Type out the material below exactly.

Pointing dataset records
================================

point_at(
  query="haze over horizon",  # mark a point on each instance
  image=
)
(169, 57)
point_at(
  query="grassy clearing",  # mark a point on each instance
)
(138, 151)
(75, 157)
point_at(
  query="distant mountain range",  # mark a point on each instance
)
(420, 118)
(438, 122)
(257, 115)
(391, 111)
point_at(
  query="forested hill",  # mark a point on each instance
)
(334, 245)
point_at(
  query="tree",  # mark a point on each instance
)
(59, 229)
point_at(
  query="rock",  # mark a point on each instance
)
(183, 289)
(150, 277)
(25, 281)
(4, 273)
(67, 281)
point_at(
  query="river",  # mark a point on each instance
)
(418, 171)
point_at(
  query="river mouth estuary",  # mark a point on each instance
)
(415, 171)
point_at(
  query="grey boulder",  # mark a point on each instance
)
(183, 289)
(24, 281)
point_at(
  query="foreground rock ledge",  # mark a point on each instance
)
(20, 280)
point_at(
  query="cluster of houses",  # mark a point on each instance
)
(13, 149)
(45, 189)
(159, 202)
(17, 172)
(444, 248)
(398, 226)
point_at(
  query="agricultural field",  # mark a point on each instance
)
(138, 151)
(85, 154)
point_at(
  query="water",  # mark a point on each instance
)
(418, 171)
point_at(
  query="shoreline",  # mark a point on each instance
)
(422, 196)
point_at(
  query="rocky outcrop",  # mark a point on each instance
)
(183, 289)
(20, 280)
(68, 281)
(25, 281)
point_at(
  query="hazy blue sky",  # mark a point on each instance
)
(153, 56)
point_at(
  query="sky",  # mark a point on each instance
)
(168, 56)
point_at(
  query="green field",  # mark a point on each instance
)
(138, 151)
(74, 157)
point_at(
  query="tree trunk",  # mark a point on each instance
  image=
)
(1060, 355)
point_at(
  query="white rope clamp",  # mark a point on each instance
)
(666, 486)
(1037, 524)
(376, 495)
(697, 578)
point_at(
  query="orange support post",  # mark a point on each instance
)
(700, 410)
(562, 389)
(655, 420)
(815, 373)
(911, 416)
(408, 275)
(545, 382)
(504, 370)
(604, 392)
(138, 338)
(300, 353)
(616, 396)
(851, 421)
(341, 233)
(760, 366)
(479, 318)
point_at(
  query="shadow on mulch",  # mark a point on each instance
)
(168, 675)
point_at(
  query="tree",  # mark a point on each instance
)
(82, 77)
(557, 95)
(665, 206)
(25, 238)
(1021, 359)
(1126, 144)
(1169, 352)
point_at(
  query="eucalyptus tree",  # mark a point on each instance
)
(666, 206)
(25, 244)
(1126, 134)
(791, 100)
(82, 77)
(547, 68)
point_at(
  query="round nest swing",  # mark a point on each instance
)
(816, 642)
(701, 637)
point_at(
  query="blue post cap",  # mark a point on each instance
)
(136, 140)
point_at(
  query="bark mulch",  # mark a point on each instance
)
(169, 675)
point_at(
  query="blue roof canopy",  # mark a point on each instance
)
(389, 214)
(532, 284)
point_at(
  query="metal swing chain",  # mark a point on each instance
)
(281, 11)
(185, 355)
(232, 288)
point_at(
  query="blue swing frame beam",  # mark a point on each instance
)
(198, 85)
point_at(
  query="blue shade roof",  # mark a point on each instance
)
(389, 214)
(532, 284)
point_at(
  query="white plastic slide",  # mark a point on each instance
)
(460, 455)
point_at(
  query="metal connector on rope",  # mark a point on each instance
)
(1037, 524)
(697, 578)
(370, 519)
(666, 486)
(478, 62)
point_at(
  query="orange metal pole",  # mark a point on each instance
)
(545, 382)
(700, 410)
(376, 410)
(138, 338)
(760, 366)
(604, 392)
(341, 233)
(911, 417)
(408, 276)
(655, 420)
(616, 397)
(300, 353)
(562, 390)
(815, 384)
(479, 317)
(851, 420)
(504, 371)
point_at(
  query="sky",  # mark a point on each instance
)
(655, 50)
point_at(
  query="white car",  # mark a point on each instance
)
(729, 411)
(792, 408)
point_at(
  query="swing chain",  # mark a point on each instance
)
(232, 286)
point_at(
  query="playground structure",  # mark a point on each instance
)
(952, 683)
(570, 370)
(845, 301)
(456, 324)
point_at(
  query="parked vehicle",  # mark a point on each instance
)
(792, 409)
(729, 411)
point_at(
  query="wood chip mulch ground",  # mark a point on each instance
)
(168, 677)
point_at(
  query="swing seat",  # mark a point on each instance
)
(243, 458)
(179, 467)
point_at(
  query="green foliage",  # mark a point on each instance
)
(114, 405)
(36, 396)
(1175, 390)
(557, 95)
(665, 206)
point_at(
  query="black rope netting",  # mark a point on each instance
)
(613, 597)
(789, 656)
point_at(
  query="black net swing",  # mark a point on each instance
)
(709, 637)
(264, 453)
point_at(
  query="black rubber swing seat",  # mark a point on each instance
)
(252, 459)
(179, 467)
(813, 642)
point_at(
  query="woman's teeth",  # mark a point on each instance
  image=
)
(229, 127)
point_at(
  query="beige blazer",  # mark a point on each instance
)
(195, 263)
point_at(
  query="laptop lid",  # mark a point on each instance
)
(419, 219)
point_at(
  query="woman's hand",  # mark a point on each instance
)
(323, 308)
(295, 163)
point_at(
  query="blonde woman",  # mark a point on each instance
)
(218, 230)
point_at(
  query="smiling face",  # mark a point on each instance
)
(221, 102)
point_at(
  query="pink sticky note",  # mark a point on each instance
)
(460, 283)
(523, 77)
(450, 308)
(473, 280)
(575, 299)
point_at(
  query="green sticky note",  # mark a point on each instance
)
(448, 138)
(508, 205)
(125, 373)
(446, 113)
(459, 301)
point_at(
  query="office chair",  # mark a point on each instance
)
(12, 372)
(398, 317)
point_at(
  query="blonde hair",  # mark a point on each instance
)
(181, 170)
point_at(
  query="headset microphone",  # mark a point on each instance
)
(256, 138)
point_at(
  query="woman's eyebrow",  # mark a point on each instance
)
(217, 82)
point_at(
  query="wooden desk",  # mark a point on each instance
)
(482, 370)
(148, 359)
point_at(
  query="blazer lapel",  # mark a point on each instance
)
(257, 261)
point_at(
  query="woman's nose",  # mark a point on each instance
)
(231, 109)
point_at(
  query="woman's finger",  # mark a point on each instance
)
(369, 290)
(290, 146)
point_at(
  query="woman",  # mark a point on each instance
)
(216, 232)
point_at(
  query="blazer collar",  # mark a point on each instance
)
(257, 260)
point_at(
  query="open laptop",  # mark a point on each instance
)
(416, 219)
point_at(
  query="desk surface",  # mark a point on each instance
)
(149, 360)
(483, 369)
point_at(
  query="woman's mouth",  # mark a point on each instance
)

================================

**PROBLEM SOLUTION:**
point_at(
  query="haze over horizon",  # mark a point on each instance
  image=
)
(169, 57)
point_at(
  query="grassy clearing",  # mark a point on each instance
)
(138, 151)
(75, 157)
point_at(
  query="distant mountain range",  # mark a point on each instance
)
(420, 118)
(438, 122)
(257, 115)
(391, 111)
point_at(
  query="forested hill",  # mark a point on each instance
)
(334, 245)
point_at(
  query="tree",  # mark a point on each instance
)
(59, 229)
point_at(
  query="rock",  # mark a point on each instance
)
(183, 289)
(150, 277)
(25, 281)
(4, 273)
(67, 281)
point_at(
  query="river",  # mark a point on each instance
)
(418, 171)
point_at(
  query="river mouth estuary",  # mark a point on each instance
)
(415, 171)
point_at(
  query="grey boulder",  # mark a point on each instance
)
(183, 289)
(24, 281)
point_at(
  query="foreground rock ledge",  # mark a point on each instance
)
(20, 280)
point_at(
  query="cluster of houses",  # mark a point on each instance
)
(13, 149)
(45, 189)
(159, 202)
(17, 172)
(444, 248)
(398, 226)
point_at(
  query="agricultural field",  # mark a point on each instance
)
(138, 151)
(85, 154)
point_at(
  query="water",  # mark a point on each instance
)
(418, 171)
point_at(
  query="shoreline",  # mark a point on each instance
)
(422, 196)
point_at(
  query="rocky outcrop",  # mark a point on each instance
)
(183, 289)
(20, 280)
(68, 281)
(25, 281)
point_at(
  query="hazy blue sky",  # mark a point on each instance
)
(153, 56)
point_at(
  query="sky",  # mark a point on each instance
)
(168, 56)
point_at(
  query="green field",  # mark a point on each instance
)
(138, 151)
(74, 157)
point_at(
  query="tree trunk",  # mark a point on each instance
  image=
)
(1060, 355)
point_at(
  query="white rope clamp",  # mark a point on each instance
)
(666, 486)
(1037, 524)
(376, 495)
(697, 578)
point_at(
  query="orange support post",  # mark a point on each instance
)
(700, 410)
(562, 389)
(655, 420)
(815, 373)
(911, 416)
(408, 275)
(545, 382)
(504, 370)
(604, 392)
(138, 338)
(300, 353)
(616, 396)
(851, 421)
(341, 233)
(760, 366)
(479, 318)
point_at(
  query="shadow on mulch",  # mark a point on each instance
)
(168, 675)
point_at(
  query="tree",  # mark a point on each instance
)
(82, 77)
(557, 95)
(665, 206)
(25, 238)
(1021, 359)
(1126, 144)
(1169, 352)
point_at(
  query="eucalyptus tree",  # mark a point on each instance
)
(666, 206)
(25, 244)
(1126, 134)
(791, 100)
(82, 77)
(547, 68)
point_at(
  query="round nest swing",  # mark a point on each instance
)
(816, 642)
(701, 637)
point_at(
  query="blue post cap",  # mark a point on each instance
)
(136, 140)
point_at(
  query="bark mulch",  # mark a point on each instance
)
(169, 675)
point_at(
  query="blue roof canopy",  # mark a point on each instance
)
(389, 214)
(532, 284)
point_at(
  query="metal swing chain",  # mark a point on each instance
)
(281, 11)
(185, 355)
(232, 288)
point_at(
  query="blue swing frame beam",  # mark a point on each instance
)
(198, 85)
point_at(
  query="blue shade roof",  # mark a point on each instance
)
(389, 214)
(532, 284)
point_at(
  query="white plastic slide",  # mark a point on each instance
)
(460, 455)
point_at(
  query="metal connector on rope",  # mark a point on each instance
)
(1037, 524)
(697, 578)
(370, 519)
(666, 486)
(478, 62)
point_at(
  query="orange metal pole",  # mark a point on each instance
)
(545, 382)
(700, 410)
(376, 410)
(138, 338)
(760, 366)
(604, 392)
(341, 233)
(911, 417)
(408, 276)
(655, 420)
(616, 397)
(300, 353)
(562, 390)
(815, 384)
(479, 317)
(851, 420)
(504, 371)
point_at(
  query="sky",  # mark a point on each instance
)
(655, 50)
point_at(
  query="white car",  # mark a point on each instance
)
(729, 411)
(792, 408)
point_at(
  query="swing chain",  # mark a point on each instance
)
(232, 286)
point_at(
  query="playground structure",  # mark a point on each instance
)
(952, 683)
(570, 370)
(845, 301)
(456, 324)
point_at(
  query="parked vehicle",  # mark a point on each instance
)
(792, 409)
(729, 411)
point_at(
  query="wood chip mulch ground",  # mark a point on each instance
)
(168, 677)
point_at(
  query="swing seat",  # mark a point on each instance
)
(243, 458)
(179, 467)
point_at(
  query="green foliage",  # mark a point on each instance
)
(114, 405)
(36, 396)
(1175, 390)
(557, 95)
(665, 206)
point_at(
  query="black rope netting",  # mark a point on each instance
)
(613, 597)
(789, 656)
point_at(
  query="black net swing",  # mark a point on each instance
)
(709, 637)
(264, 453)
point_at(
  query="black rubber swing seat",  # mark a point on each instance
)
(252, 459)
(179, 467)
(813, 642)
point_at(
  query="woman's teeth",  # mark a point on each instance
  image=
)
(229, 127)
point_at(
  query="beige blazer",  # mark a point on each instance
)
(195, 263)
point_at(
  query="laptop lid",  # mark a point on each instance
)
(419, 219)
point_at(
  query="woman's hand",  # mark a point on each instance
)
(323, 308)
(295, 163)
point_at(
  query="blonde woman",  # mark a point on each instance
)
(218, 230)
point_at(
  query="smiling face",  # mark a point on each instance
)
(221, 102)
point_at(
  query="pink sticky note",  # mark a point on each instance
)
(460, 283)
(523, 77)
(450, 308)
(473, 280)
(575, 299)
point_at(
  query="green sticky note",  # mark a point on each instance
)
(448, 138)
(508, 205)
(125, 373)
(446, 113)
(459, 301)
point_at(
  query="office chair",  # mark a point on each instance
)
(12, 372)
(398, 317)
point_at(
  query="blonde hair",  # mark a point on each instance
)
(181, 170)
point_at(
  query="headset microphone",  # mark a point on each instance
)
(256, 138)
point_at(
  query="woman's eyebrow",  # mark a point on each instance
)
(217, 82)
point_at(
  query="wooden desk",  # mark a point on each instance
)
(482, 370)
(148, 359)
point_at(
  query="blazer lapel",  # mark a point on each instance
)
(257, 261)
point_at(
  query="woman's nose",  # mark a point on each instance
)
(231, 109)
point_at(
  query="woman's finger",  # mark a point on each instance
)
(369, 290)
(290, 146)
point_at(
  query="woman",  # mark a point on each instance
)
(216, 232)
point_at(
  query="blazer collar",  # mark a point on each instance
)
(257, 260)
point_at(
  query="open laptop",  # mark a point on each instance
)
(416, 219)
point_at(
  query="desk surface",  # mark a point on each instance
)
(149, 360)
(483, 369)
point_at(
  query="woman's mouth",  # mark a point on each instance
)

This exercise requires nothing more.